- [CHALLENGES]
(1) In the passage about plums, what should you do with plums that are still a bit firm?
(2) Extend the passage about plums by writing what comes next after its final sentence.

----- TEXT PASSAGE -----

So what are you waiting for? Head over to the local farmers market and pick up some fresh plums. If they’re still a bit firm, place them in a paper bag and leave them on the counter until they ripen. Add them to smoothies, slice them up and have them with a serving of yogurt sprinkled with granola, grill them, toss them in a salad, or just enjoy them in their pure, unadulterated form straight out of your hand. If you’re looking for a little more creativity without a lot of effort, try this quick and easy plum crunch, courtesy of my mother-in-law, Marsha Demarest.

----- DATA ROWS -----

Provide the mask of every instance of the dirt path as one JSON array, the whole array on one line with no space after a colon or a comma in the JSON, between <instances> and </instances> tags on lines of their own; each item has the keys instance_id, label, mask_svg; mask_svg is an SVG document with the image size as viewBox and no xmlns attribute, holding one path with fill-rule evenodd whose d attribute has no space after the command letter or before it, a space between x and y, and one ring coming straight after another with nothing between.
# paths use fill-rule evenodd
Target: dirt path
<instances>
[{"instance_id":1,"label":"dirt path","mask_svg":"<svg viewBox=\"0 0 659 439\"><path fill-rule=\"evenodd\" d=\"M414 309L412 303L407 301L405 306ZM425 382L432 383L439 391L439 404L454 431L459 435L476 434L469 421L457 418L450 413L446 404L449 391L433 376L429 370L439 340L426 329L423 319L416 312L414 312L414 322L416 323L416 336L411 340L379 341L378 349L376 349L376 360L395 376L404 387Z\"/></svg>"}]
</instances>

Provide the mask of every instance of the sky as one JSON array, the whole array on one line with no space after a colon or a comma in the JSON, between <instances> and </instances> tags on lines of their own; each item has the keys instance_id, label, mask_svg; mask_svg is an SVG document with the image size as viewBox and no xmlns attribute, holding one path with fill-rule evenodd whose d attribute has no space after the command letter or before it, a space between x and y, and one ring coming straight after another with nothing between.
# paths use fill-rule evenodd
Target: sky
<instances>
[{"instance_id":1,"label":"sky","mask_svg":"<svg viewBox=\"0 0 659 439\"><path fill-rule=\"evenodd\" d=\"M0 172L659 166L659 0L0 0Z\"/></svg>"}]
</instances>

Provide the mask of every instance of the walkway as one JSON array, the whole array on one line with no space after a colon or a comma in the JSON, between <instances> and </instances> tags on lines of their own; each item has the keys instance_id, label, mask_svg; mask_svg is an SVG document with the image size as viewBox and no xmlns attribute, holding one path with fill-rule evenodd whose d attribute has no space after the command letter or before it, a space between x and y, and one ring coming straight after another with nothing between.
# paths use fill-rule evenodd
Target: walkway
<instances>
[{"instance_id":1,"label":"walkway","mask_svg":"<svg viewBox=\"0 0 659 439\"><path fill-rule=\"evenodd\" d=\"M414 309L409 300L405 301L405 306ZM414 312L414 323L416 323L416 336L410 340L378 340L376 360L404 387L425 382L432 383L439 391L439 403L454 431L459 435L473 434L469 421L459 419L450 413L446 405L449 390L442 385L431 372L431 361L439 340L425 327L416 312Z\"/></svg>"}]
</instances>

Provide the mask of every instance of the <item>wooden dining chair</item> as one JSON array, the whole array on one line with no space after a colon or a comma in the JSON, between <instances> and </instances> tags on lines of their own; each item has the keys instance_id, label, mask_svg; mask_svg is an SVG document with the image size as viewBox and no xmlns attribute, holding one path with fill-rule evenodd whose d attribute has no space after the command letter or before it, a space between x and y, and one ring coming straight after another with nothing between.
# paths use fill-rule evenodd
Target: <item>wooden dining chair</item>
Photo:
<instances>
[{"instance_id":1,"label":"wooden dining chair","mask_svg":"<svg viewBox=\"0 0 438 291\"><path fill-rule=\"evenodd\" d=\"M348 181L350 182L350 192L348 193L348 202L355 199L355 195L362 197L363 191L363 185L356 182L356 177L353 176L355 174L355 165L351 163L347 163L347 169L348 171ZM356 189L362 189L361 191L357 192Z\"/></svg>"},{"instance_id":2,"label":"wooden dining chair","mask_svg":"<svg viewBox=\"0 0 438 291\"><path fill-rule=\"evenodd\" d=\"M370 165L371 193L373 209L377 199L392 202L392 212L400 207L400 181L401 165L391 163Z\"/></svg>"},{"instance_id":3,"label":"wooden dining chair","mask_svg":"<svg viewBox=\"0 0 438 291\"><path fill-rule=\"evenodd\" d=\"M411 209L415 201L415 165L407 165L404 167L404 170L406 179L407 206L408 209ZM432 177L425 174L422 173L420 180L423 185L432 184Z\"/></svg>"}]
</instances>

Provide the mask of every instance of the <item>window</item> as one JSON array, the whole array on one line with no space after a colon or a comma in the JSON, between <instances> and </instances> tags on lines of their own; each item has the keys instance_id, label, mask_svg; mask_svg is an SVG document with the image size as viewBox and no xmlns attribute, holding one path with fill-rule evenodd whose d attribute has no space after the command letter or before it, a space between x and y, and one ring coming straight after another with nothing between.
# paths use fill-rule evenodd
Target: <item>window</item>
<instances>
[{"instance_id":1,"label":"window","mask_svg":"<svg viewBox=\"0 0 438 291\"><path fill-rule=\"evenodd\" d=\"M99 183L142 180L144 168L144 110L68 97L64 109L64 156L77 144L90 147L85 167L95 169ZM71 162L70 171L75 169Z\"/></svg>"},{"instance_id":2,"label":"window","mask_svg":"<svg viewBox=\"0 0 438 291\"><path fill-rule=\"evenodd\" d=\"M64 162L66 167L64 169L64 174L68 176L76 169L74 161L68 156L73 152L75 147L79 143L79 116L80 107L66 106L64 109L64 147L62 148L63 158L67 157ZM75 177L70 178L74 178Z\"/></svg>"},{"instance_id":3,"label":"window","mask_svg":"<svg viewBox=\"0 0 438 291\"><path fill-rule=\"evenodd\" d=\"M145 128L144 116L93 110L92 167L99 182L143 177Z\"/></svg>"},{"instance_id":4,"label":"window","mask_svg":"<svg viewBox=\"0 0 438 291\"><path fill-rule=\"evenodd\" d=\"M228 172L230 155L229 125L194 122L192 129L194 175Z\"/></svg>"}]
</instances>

-----

- [ANSWERS BELOW]
(1) Place them in a paper bag and leave them on the counter until they ripen.

(2)
Plum Crunch

4 cups plums

1/4 cup brown sugar

3 Tbs flour

1/2 tsp cinnamon

1 egg

1 tsp baking powder

1 cup sifted flour

1 cup sugar

1/4 tsp mace

1/4 tsp salt

1/3 cup melted butter

Preheat oven to 375. Pit and quarter plums. Arrange in neat rows in a 9-by-9-by-2-inch pan. In a saucepan, combine brown sugar, flour, and cinnamon. Sprinke over fruit. Beat the egg until light consistency. Sift together baking powder, flour, 1 cup sugar, mace, and salt. Pour this over egg mixture and mix with a fork until crumbly. Scatter this over fruit. Pour batter over top. Bake for 45 minutes. Serve hot or cold with a dollop of whipped cream or a scoop of ice cream.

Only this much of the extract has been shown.